● **Aim of the exercise**: Lines from the one with "If you could spot the peach" through the end of the listing below should be set down exactly, with no other line included.

● **Data excerpts**:
# # # # # # #

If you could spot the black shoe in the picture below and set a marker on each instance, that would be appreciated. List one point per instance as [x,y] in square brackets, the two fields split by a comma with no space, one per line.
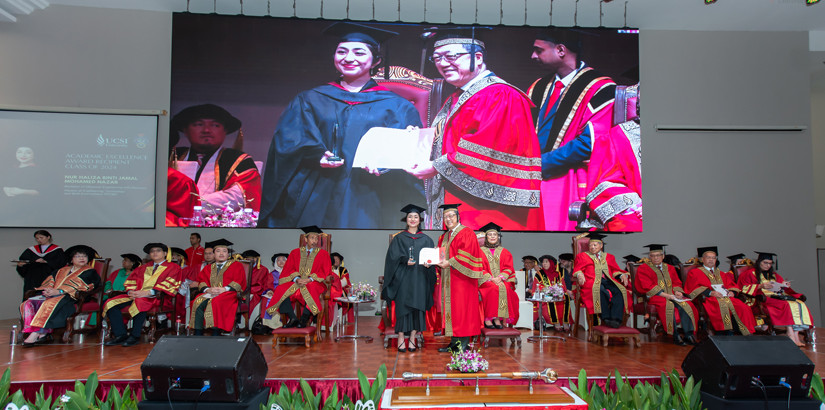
[117,341]
[131,341]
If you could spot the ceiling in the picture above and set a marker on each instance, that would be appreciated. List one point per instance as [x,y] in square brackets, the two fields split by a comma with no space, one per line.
[785,15]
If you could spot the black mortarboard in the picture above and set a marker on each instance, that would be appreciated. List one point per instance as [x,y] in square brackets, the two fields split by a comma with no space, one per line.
[149,246]
[132,257]
[217,243]
[275,256]
[349,31]
[656,247]
[312,229]
[250,253]
[701,251]
[492,226]
[196,112]
[410,208]
[596,236]
[631,258]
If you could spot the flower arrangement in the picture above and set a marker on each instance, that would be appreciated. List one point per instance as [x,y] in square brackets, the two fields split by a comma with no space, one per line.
[364,291]
[469,361]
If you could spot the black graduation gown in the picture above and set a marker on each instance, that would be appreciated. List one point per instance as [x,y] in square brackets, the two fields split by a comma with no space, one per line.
[34,273]
[298,192]
[410,287]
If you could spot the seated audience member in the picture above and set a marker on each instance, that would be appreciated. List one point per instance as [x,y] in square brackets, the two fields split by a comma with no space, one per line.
[302,280]
[56,300]
[146,282]
[727,314]
[218,287]
[604,286]
[116,282]
[660,283]
[785,306]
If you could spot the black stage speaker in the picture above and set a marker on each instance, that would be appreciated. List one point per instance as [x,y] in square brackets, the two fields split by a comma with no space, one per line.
[726,365]
[233,368]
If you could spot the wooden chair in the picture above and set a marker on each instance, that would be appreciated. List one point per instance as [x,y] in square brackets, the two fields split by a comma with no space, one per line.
[89,304]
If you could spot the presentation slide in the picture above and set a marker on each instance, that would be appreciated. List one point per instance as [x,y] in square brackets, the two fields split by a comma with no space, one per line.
[77,170]
[269,115]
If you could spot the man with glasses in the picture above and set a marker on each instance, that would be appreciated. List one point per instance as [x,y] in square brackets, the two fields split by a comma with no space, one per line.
[485,152]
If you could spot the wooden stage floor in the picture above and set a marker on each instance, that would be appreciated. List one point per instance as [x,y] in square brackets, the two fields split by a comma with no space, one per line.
[328,359]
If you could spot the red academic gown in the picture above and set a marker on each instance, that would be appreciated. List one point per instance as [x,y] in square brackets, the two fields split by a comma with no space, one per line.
[594,270]
[165,279]
[180,202]
[650,281]
[498,301]
[221,309]
[782,312]
[590,118]
[487,151]
[459,282]
[299,264]
[720,310]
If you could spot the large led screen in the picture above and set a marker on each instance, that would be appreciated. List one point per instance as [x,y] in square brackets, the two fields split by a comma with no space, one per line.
[283,123]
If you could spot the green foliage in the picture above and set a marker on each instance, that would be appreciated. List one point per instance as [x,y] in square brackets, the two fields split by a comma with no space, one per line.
[669,394]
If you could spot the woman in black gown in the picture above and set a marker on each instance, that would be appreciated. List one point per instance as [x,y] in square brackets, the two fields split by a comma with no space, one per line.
[406,283]
[39,261]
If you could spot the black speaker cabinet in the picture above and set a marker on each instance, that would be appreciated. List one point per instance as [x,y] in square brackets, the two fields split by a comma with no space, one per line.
[233,368]
[726,365]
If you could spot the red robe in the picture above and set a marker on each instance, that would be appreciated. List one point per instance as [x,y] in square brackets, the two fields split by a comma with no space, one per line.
[590,117]
[498,301]
[720,310]
[221,309]
[487,156]
[459,282]
[180,201]
[315,266]
[782,312]
[165,279]
[650,281]
[595,270]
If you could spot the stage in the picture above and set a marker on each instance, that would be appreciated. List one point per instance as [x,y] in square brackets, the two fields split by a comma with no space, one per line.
[328,360]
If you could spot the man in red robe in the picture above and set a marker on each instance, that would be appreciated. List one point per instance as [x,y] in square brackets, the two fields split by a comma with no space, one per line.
[660,283]
[485,153]
[143,286]
[574,113]
[498,281]
[727,314]
[218,287]
[302,280]
[460,269]
[603,285]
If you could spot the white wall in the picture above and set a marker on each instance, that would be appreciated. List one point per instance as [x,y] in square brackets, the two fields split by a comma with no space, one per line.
[742,192]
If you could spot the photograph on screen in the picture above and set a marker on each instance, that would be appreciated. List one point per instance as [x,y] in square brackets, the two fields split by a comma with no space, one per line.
[77,170]
[283,123]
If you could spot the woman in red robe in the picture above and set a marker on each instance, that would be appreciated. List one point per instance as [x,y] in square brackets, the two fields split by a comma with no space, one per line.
[785,306]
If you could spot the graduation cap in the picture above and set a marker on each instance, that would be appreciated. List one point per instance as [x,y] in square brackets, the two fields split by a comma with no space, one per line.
[701,251]
[410,208]
[275,256]
[132,257]
[312,229]
[250,254]
[149,246]
[631,258]
[219,243]
[461,35]
[492,226]
[656,247]
[196,112]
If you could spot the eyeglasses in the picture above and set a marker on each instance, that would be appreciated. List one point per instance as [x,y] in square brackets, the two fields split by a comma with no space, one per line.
[436,58]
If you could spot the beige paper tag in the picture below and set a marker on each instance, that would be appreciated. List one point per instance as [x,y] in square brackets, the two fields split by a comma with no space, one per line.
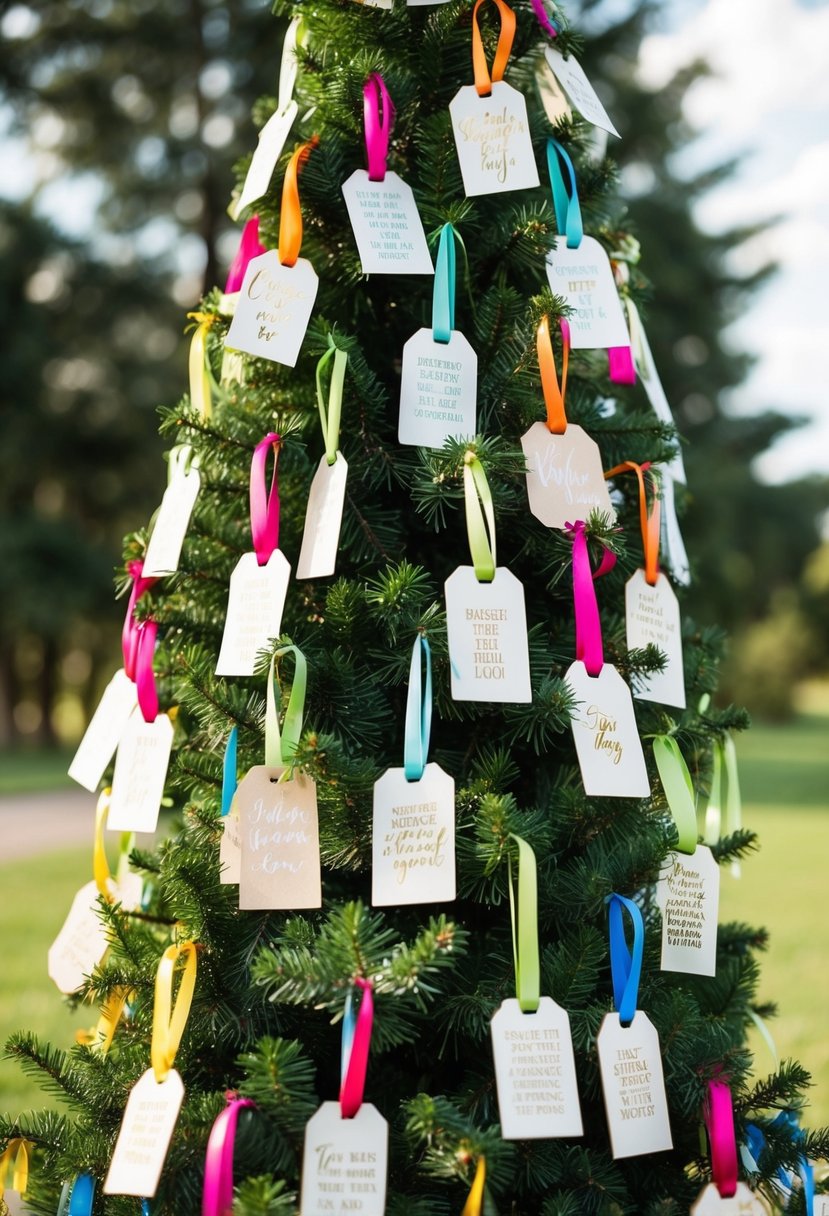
[106,727]
[145,1136]
[652,614]
[344,1163]
[564,476]
[413,838]
[280,842]
[254,612]
[274,309]
[633,1086]
[492,140]
[535,1071]
[387,225]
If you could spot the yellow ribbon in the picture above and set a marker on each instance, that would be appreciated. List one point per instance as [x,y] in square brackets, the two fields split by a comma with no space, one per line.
[169,1019]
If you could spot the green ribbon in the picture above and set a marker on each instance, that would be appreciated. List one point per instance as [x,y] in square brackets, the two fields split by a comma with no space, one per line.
[678,789]
[524,916]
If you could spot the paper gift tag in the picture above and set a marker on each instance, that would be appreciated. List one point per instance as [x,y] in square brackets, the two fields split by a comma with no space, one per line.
[274,308]
[137,783]
[254,612]
[488,645]
[652,615]
[688,895]
[413,838]
[106,727]
[280,842]
[344,1163]
[581,93]
[633,1086]
[492,140]
[564,477]
[146,1131]
[605,735]
[323,517]
[584,279]
[438,390]
[387,225]
[535,1071]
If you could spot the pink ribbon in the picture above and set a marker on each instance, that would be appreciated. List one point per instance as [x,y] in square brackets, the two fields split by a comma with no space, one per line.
[354,1081]
[218,1192]
[249,247]
[588,625]
[718,1114]
[265,504]
[377,114]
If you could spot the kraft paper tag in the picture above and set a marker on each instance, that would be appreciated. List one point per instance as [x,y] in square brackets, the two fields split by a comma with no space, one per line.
[413,838]
[535,1071]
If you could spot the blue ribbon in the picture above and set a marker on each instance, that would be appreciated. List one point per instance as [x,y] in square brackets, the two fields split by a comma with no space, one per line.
[418,711]
[625,963]
[565,195]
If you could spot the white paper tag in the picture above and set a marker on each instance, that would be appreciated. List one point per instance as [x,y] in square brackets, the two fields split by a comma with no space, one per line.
[171,523]
[254,612]
[581,93]
[344,1163]
[323,517]
[274,309]
[488,645]
[137,783]
[278,825]
[438,390]
[535,1071]
[688,895]
[387,225]
[633,1086]
[413,838]
[653,617]
[106,727]
[492,140]
[146,1131]
[605,735]
[564,477]
[584,279]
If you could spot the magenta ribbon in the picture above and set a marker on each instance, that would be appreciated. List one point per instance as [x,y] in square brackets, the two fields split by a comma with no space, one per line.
[265,504]
[588,625]
[378,116]
[354,1079]
[249,247]
[218,1192]
[718,1115]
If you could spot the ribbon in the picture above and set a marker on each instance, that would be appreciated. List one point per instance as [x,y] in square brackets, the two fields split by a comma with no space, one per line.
[377,116]
[565,193]
[483,80]
[678,791]
[291,217]
[218,1189]
[264,502]
[480,518]
[354,1073]
[281,746]
[418,711]
[625,963]
[554,395]
[524,918]
[588,624]
[169,1020]
[330,417]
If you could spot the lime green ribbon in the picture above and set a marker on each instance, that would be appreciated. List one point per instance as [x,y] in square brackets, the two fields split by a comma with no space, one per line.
[524,917]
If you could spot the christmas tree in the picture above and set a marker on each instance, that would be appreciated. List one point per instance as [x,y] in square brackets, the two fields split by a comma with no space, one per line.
[395,907]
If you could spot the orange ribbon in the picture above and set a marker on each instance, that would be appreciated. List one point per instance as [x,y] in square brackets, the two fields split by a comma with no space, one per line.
[649,522]
[483,80]
[291,217]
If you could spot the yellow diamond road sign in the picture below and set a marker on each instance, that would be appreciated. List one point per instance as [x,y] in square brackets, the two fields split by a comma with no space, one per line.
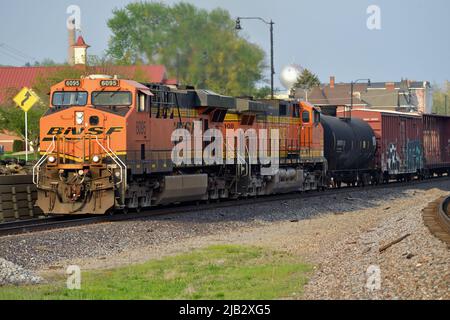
[26,99]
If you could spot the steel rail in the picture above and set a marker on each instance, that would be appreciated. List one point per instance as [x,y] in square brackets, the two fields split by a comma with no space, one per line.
[56,222]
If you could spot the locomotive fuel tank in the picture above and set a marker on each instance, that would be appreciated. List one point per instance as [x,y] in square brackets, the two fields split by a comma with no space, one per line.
[348,144]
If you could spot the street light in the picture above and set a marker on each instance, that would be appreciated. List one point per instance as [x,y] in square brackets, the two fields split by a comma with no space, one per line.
[351,96]
[271,23]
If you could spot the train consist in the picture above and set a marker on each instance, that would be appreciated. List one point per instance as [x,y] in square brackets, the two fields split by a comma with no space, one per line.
[108,144]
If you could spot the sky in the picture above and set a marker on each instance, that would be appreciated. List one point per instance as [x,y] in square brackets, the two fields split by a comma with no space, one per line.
[326,36]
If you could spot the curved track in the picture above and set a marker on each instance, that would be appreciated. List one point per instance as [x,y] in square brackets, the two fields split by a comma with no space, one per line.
[55,222]
[437,218]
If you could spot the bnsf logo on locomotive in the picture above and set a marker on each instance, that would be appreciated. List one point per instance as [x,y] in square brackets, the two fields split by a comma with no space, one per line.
[56,131]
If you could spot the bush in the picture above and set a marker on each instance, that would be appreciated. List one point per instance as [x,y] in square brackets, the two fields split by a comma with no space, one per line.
[18,145]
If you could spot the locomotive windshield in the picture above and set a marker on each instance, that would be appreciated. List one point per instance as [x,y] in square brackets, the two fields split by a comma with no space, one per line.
[111,98]
[69,98]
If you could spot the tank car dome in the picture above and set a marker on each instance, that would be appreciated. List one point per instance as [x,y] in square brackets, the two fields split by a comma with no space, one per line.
[289,75]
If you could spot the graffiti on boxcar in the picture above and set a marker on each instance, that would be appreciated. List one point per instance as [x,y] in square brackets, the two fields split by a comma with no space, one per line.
[393,160]
[414,156]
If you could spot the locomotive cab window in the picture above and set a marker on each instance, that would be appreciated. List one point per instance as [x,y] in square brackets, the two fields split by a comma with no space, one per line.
[94,120]
[296,111]
[316,117]
[305,116]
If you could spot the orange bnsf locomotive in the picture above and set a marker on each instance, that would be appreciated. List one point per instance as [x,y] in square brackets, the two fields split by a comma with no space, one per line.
[108,144]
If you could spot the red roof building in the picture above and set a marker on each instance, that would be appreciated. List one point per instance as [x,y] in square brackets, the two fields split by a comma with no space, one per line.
[12,79]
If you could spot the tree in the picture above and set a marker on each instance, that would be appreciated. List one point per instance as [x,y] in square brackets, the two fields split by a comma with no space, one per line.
[12,119]
[201,47]
[307,80]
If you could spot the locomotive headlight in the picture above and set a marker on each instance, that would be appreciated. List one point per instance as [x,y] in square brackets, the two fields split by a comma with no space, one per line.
[79,117]
[96,159]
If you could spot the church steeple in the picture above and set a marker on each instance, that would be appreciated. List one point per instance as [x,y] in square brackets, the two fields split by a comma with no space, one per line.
[80,51]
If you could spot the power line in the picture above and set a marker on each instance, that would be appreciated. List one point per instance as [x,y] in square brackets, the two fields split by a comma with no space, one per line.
[16,52]
[6,53]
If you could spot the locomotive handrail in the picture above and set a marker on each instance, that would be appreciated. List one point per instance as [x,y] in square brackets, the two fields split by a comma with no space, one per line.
[117,157]
[38,164]
[119,162]
[111,155]
[239,156]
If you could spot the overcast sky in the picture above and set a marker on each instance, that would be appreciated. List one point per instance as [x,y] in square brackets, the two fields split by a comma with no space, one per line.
[327,36]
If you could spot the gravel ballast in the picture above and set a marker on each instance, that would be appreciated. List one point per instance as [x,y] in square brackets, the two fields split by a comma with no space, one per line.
[340,234]
[11,273]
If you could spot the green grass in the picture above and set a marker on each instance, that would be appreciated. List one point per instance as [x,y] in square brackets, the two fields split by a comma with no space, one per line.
[217,272]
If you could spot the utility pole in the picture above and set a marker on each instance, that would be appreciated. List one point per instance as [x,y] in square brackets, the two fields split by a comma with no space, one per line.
[272,67]
[347,110]
[446,97]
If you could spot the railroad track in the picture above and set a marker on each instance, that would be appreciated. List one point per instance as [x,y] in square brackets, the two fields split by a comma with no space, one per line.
[437,218]
[57,222]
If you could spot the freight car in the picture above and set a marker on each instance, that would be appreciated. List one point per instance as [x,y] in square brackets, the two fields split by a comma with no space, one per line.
[114,144]
[399,140]
[109,143]
[436,144]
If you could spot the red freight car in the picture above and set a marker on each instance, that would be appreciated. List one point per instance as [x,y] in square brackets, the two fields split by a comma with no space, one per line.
[436,143]
[399,142]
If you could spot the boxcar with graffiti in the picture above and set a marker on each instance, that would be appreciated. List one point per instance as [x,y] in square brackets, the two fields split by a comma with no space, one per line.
[436,142]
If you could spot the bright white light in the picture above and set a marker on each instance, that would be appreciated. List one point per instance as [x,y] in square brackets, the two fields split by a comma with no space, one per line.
[79,117]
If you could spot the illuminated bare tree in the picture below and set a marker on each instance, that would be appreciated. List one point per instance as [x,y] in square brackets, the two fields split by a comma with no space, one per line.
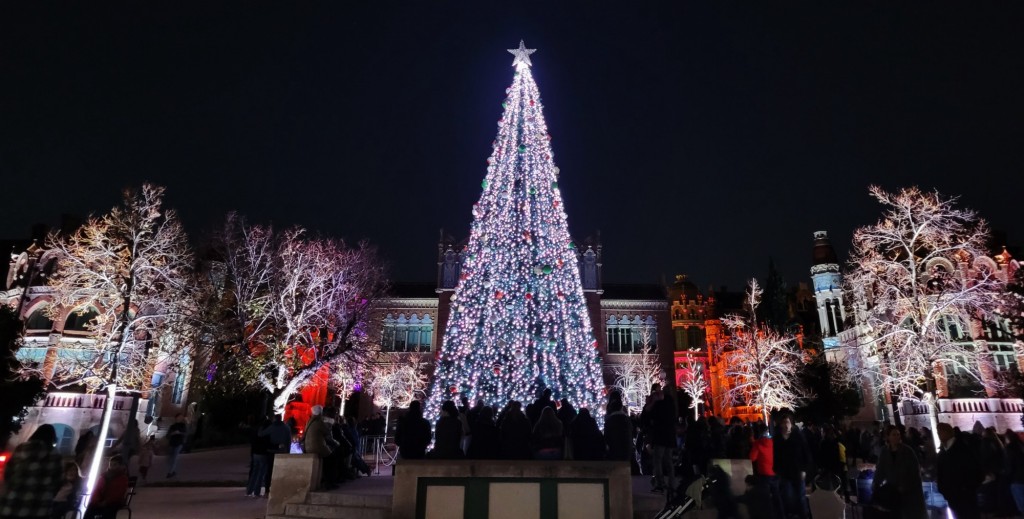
[912,274]
[395,381]
[299,303]
[694,384]
[133,267]
[640,371]
[762,363]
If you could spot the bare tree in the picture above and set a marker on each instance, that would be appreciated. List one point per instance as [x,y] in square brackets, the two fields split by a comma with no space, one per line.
[395,381]
[635,377]
[694,384]
[132,267]
[760,362]
[298,303]
[914,275]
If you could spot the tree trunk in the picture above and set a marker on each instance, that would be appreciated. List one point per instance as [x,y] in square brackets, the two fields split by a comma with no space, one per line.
[97,455]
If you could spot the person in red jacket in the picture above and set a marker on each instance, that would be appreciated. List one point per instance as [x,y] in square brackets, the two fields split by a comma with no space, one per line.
[763,461]
[110,492]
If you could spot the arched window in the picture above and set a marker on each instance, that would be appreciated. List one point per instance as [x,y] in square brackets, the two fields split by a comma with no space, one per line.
[78,321]
[39,322]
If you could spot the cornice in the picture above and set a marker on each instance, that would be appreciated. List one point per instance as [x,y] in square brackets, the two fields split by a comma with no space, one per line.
[634,304]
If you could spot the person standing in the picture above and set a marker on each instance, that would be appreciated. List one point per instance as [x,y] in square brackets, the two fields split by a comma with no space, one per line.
[662,434]
[1015,460]
[32,476]
[958,474]
[617,432]
[897,478]
[413,433]
[448,433]
[279,436]
[109,494]
[176,441]
[145,457]
[791,464]
[763,461]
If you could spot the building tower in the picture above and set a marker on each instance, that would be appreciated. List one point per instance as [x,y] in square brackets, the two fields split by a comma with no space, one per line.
[827,290]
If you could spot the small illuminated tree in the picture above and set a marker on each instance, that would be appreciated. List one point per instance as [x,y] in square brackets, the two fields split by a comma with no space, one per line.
[395,381]
[133,267]
[297,304]
[640,371]
[761,362]
[911,273]
[694,384]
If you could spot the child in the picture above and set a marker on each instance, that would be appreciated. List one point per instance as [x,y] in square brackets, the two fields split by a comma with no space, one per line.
[145,457]
[69,493]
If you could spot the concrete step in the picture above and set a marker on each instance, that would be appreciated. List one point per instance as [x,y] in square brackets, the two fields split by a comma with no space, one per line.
[350,500]
[332,512]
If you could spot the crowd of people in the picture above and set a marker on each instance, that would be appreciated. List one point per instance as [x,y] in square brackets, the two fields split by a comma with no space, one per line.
[40,484]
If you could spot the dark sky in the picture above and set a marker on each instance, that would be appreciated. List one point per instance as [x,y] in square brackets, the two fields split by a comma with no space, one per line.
[698,138]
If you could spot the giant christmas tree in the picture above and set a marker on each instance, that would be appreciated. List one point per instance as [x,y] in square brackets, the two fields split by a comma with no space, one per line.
[518,320]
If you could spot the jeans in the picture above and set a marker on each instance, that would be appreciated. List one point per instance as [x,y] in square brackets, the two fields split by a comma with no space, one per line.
[794,495]
[1017,490]
[257,474]
[172,460]
[662,459]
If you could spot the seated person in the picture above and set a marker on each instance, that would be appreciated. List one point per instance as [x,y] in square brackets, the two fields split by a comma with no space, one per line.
[112,487]
[70,492]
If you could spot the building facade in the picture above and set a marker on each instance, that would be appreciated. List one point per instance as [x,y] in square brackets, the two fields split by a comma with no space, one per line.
[49,334]
[962,399]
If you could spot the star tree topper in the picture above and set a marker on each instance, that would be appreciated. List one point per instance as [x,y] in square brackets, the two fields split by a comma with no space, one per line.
[521,55]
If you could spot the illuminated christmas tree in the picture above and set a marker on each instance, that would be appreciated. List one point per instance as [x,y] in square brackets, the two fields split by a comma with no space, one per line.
[519,321]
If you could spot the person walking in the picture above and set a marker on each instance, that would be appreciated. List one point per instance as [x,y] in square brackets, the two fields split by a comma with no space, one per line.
[763,461]
[617,432]
[176,441]
[662,434]
[448,433]
[897,486]
[515,433]
[486,437]
[145,452]
[109,494]
[320,441]
[586,437]
[279,436]
[1015,460]
[791,464]
[258,446]
[32,476]
[958,474]
[413,433]
[547,439]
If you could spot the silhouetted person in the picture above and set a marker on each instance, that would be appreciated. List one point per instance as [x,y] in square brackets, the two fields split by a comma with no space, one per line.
[413,434]
[588,443]
[486,437]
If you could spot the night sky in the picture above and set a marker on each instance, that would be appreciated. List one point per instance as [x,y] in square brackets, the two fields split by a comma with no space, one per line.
[698,138]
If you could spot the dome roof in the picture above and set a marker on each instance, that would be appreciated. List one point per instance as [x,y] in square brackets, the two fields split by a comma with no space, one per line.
[823,252]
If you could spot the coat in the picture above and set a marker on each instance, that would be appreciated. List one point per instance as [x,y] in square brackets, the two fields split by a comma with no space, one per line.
[901,469]
[448,438]
[413,436]
[515,433]
[32,478]
[317,439]
[957,472]
[619,436]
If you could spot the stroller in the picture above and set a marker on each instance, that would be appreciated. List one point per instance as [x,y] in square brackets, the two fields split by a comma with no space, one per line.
[684,500]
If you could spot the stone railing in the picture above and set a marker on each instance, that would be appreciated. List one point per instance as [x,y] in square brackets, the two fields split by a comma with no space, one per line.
[481,488]
[999,413]
[83,400]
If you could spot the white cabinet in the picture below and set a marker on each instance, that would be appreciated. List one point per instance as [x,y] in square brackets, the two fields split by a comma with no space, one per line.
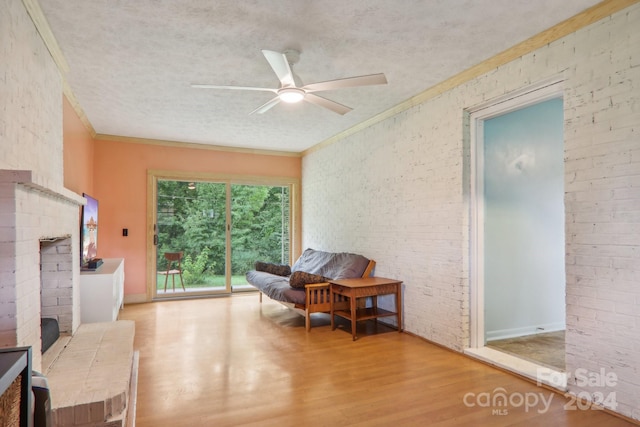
[102,291]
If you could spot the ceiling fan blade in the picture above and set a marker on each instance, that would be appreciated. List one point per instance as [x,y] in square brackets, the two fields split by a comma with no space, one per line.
[327,103]
[280,65]
[266,106]
[205,86]
[372,79]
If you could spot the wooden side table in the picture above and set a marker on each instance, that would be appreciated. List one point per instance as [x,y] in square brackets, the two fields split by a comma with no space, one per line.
[362,288]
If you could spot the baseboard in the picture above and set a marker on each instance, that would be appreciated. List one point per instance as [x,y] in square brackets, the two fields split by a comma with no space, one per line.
[523,331]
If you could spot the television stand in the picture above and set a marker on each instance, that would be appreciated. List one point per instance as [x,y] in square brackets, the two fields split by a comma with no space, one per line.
[102,292]
[93,264]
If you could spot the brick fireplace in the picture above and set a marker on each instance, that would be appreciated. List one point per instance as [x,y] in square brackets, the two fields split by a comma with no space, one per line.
[40,258]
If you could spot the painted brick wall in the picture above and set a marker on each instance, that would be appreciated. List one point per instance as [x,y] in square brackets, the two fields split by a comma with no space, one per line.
[30,97]
[34,204]
[398,192]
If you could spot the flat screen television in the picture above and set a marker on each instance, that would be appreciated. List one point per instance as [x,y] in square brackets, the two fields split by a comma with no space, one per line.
[89,230]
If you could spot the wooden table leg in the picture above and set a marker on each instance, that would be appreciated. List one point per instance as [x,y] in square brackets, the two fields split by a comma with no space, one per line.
[399,306]
[352,301]
[331,305]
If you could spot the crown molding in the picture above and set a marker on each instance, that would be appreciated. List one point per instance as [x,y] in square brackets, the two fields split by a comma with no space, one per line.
[564,28]
[192,145]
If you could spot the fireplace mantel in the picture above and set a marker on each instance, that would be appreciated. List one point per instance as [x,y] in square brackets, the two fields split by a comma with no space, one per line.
[32,180]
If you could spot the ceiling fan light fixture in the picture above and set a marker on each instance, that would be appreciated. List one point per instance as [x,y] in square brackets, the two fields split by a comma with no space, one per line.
[291,95]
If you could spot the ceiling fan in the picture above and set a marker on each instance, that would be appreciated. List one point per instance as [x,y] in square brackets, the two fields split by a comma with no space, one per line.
[291,89]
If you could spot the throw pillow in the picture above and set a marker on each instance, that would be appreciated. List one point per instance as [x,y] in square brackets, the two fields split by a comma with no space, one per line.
[299,278]
[277,269]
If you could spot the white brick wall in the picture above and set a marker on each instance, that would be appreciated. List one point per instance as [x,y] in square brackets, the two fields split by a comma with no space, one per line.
[30,140]
[398,192]
[30,97]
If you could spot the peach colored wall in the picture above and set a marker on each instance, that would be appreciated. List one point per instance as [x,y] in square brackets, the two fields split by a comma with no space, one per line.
[77,152]
[120,185]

# # # # # # #

● **Worked solution**:
If you could spot the peach colored wall in the picture above and set a marker on each instance, that would be appreciated. List one point per instance as [x,y] in square brackets, the two fields split by a comma with no space, one per line.
[77,152]
[120,185]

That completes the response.